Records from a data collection

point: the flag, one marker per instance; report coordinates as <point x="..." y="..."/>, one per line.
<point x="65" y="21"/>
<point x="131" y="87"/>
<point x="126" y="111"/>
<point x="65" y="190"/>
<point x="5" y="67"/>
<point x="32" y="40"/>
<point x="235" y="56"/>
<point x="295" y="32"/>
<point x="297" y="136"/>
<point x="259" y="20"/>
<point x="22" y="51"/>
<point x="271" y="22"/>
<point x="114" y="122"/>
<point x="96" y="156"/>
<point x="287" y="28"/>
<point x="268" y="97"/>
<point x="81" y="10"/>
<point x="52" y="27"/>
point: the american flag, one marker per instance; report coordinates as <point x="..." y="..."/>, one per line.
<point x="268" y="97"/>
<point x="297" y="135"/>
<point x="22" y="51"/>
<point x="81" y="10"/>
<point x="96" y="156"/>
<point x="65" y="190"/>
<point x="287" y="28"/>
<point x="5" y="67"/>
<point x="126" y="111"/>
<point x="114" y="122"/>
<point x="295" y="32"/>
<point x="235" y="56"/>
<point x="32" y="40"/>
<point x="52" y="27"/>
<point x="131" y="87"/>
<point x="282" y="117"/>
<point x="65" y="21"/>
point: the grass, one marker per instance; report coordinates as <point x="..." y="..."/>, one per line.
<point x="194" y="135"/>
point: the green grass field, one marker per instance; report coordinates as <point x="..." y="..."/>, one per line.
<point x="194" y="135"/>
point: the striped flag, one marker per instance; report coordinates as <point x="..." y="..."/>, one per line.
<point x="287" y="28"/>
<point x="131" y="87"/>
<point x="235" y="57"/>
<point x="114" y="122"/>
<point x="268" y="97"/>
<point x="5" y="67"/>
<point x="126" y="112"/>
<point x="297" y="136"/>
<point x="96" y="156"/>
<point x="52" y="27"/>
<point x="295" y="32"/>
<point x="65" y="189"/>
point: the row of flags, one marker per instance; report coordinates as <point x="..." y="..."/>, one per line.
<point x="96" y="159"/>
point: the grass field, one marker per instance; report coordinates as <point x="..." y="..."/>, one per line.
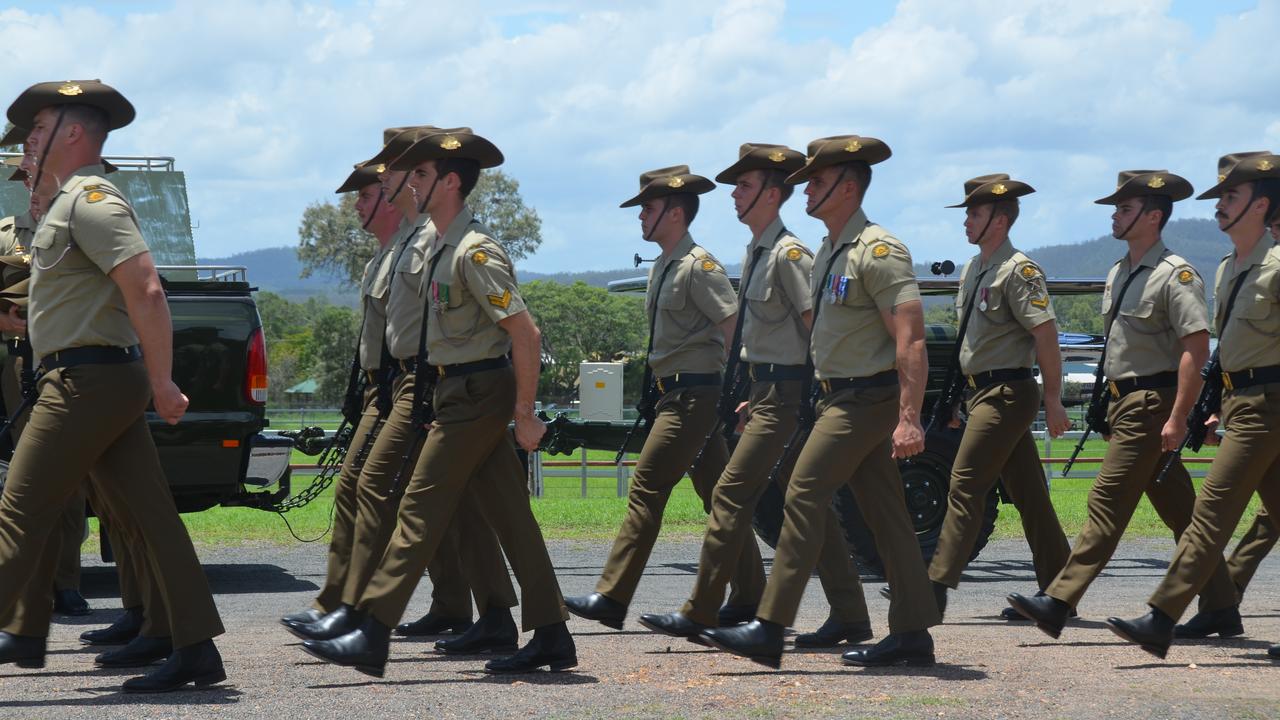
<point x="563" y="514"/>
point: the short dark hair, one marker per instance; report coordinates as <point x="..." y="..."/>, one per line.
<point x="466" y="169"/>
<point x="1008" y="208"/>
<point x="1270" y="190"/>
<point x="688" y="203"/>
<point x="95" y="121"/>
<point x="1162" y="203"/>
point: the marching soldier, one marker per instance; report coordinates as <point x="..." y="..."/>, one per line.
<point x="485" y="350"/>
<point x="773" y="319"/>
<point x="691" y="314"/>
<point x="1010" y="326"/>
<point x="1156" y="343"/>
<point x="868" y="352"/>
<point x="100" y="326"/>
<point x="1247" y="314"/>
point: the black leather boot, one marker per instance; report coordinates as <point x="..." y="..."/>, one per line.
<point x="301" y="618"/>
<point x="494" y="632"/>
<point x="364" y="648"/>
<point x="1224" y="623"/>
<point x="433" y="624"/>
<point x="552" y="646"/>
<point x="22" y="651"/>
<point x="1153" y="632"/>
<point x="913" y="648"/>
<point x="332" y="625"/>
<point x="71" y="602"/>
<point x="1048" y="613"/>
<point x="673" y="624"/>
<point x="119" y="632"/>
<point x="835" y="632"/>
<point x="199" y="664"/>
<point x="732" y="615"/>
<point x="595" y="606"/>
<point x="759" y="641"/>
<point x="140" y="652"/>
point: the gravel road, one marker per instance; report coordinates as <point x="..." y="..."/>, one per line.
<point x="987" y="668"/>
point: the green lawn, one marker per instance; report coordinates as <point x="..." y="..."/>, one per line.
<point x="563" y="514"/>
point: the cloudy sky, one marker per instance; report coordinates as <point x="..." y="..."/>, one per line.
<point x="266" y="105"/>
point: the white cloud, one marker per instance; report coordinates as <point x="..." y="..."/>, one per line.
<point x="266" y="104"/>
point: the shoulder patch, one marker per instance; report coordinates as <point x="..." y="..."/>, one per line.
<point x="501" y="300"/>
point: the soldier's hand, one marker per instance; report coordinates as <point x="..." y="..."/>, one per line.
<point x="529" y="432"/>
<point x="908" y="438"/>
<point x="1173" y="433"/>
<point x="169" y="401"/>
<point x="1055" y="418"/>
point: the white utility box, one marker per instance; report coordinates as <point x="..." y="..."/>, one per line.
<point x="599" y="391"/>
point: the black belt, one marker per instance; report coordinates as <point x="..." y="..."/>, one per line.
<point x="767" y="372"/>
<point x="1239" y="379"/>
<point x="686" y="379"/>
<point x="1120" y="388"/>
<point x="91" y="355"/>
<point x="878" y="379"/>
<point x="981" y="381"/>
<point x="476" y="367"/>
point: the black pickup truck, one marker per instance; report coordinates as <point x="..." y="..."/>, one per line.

---

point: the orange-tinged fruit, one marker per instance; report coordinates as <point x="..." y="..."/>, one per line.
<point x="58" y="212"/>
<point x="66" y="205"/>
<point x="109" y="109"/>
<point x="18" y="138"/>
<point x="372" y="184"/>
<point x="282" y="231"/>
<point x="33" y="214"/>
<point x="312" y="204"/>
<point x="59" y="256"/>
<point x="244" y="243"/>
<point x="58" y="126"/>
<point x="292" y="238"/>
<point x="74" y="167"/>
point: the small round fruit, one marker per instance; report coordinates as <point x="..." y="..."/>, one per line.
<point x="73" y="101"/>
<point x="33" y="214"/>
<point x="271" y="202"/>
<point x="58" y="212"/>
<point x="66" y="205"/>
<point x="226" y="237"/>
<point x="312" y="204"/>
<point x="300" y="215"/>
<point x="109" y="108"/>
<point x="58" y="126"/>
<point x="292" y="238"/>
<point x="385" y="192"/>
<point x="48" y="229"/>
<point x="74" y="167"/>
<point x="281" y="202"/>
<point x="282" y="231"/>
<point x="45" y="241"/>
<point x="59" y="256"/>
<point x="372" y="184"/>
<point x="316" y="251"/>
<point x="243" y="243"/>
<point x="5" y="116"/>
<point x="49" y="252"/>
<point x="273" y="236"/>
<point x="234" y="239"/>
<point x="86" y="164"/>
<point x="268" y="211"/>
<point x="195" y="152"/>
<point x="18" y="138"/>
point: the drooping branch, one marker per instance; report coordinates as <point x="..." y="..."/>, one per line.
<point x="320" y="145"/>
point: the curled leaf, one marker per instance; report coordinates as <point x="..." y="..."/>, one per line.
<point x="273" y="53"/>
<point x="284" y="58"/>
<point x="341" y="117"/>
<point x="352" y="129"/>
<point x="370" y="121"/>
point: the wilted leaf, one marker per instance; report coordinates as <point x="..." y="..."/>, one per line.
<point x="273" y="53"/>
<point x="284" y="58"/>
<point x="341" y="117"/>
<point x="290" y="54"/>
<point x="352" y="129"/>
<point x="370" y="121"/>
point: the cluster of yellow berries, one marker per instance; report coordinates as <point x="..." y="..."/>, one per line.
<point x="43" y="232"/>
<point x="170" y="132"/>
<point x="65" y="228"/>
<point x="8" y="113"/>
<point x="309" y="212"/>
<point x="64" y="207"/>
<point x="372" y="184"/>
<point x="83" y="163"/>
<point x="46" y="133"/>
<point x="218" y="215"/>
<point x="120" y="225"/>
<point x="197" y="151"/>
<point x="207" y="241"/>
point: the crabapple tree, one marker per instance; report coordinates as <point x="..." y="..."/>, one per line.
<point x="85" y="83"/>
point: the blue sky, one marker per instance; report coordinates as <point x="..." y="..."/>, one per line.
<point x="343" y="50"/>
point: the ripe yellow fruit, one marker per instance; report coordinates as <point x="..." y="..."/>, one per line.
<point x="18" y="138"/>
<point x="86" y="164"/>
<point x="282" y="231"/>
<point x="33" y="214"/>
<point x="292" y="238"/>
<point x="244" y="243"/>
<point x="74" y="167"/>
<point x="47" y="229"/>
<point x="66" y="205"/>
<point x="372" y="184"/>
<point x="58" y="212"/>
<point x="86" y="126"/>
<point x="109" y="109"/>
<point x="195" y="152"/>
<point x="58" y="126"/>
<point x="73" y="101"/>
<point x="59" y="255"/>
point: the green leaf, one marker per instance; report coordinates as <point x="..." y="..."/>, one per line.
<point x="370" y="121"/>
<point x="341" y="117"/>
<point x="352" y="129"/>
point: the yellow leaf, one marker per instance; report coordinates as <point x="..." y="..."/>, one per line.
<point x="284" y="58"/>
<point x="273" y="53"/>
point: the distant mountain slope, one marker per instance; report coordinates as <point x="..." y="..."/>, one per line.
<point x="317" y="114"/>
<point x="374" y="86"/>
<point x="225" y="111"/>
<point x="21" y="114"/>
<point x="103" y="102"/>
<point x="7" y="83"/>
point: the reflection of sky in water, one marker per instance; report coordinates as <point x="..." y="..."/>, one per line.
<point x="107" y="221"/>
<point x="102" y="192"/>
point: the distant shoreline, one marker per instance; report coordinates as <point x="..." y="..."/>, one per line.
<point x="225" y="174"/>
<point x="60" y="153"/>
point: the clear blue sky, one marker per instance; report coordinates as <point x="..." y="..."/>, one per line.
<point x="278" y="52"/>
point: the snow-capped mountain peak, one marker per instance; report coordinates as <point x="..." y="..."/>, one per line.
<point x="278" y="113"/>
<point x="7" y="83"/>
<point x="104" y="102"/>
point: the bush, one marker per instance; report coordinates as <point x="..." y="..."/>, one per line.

==

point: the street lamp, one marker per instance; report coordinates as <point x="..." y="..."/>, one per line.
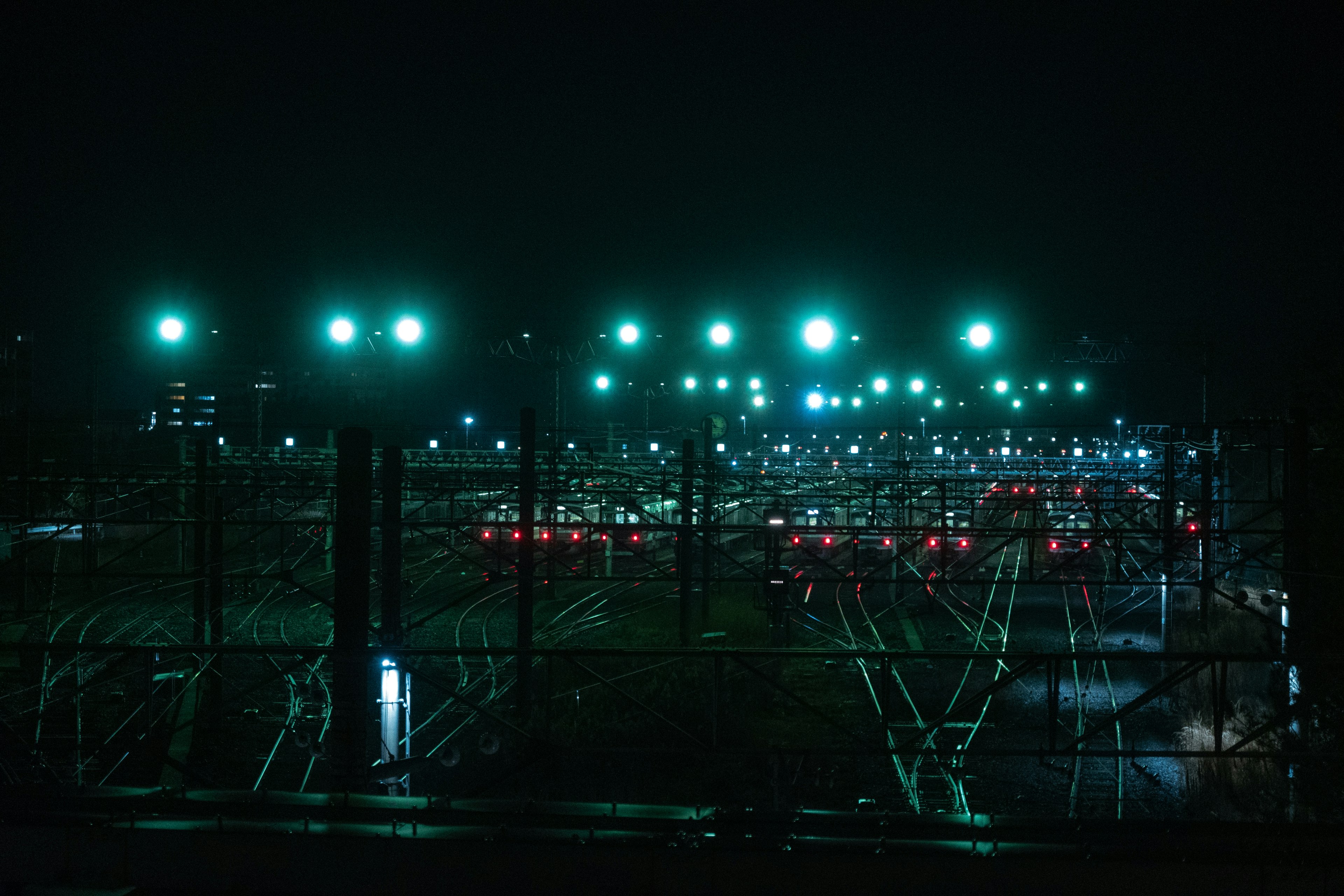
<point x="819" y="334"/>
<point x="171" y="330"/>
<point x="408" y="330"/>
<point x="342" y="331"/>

Exercise brief
As the answer, set down only the lines from the data above between the one holding "point: the reflection" and the one holding "point: the bush, one", inclusive, exactly as they read.

Output for this task
point: the reflection of sky in water, one marker per instance; report coordinates as <point x="..." y="..."/>, one per line.
<point x="107" y="221"/>
<point x="102" y="192"/>
point: the distant shoreline, one marker per instance; report coordinates as <point x="..." y="..."/>, one per line.
<point x="225" y="174"/>
<point x="60" y="153"/>
point: the clear blue sky, one marker per instance; report coordinates as <point x="..." y="..."/>, one per line.
<point x="278" y="52"/>
point: the snow-capped mountain peak, one marker per instance; report coordinates as <point x="..." y="..."/>, one per line.
<point x="278" y="113"/>
<point x="7" y="83"/>
<point x="104" y="102"/>
point: the bush, one marker per instance; report coordinates as <point x="..." y="..."/>, one per line.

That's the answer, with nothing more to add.